Pointing records:
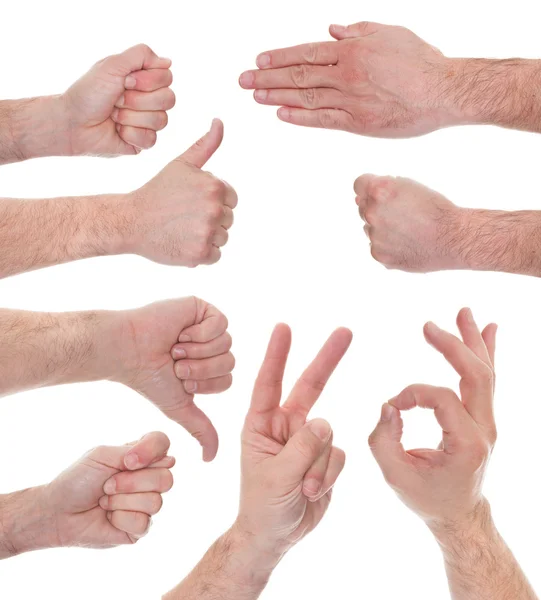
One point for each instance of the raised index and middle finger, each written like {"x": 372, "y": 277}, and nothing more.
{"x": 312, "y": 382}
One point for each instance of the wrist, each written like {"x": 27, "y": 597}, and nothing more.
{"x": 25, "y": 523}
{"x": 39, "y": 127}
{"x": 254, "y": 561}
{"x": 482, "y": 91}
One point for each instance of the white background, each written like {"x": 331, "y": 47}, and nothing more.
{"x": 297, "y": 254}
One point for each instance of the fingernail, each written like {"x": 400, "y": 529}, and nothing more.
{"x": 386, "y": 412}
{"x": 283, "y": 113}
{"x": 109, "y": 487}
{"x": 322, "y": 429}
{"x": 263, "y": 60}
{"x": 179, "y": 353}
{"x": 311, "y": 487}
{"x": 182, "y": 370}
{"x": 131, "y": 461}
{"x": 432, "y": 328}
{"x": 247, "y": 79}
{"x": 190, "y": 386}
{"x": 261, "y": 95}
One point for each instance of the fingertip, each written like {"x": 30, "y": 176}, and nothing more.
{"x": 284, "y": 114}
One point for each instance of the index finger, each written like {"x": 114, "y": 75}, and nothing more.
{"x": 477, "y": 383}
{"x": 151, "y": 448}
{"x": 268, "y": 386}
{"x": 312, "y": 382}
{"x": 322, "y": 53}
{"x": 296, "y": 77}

* * *

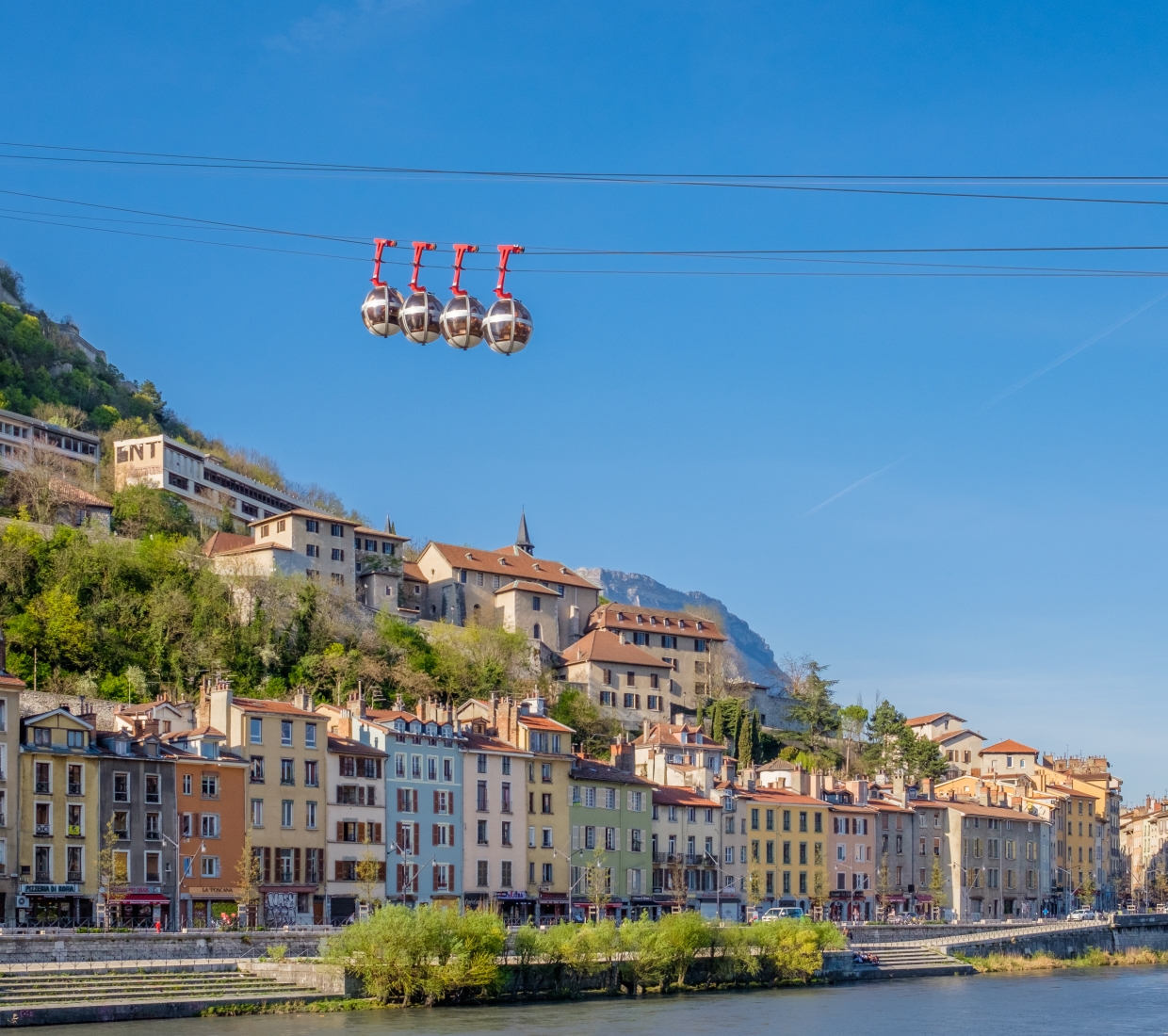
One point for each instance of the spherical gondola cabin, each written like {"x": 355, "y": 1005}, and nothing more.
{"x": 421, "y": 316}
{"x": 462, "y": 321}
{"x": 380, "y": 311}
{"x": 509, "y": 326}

WHAT YOU HAVE TO DO: Pick out every line in the records above that contains the string "index", and copy each one in full.

WRITTEN RESPONSE:
One point for each instance of the raised index and middle finger, each written like {"x": 372, "y": 277}, and nothing more.
One point for each instance of the index finger, each written like {"x": 114, "y": 75}, and nothing more.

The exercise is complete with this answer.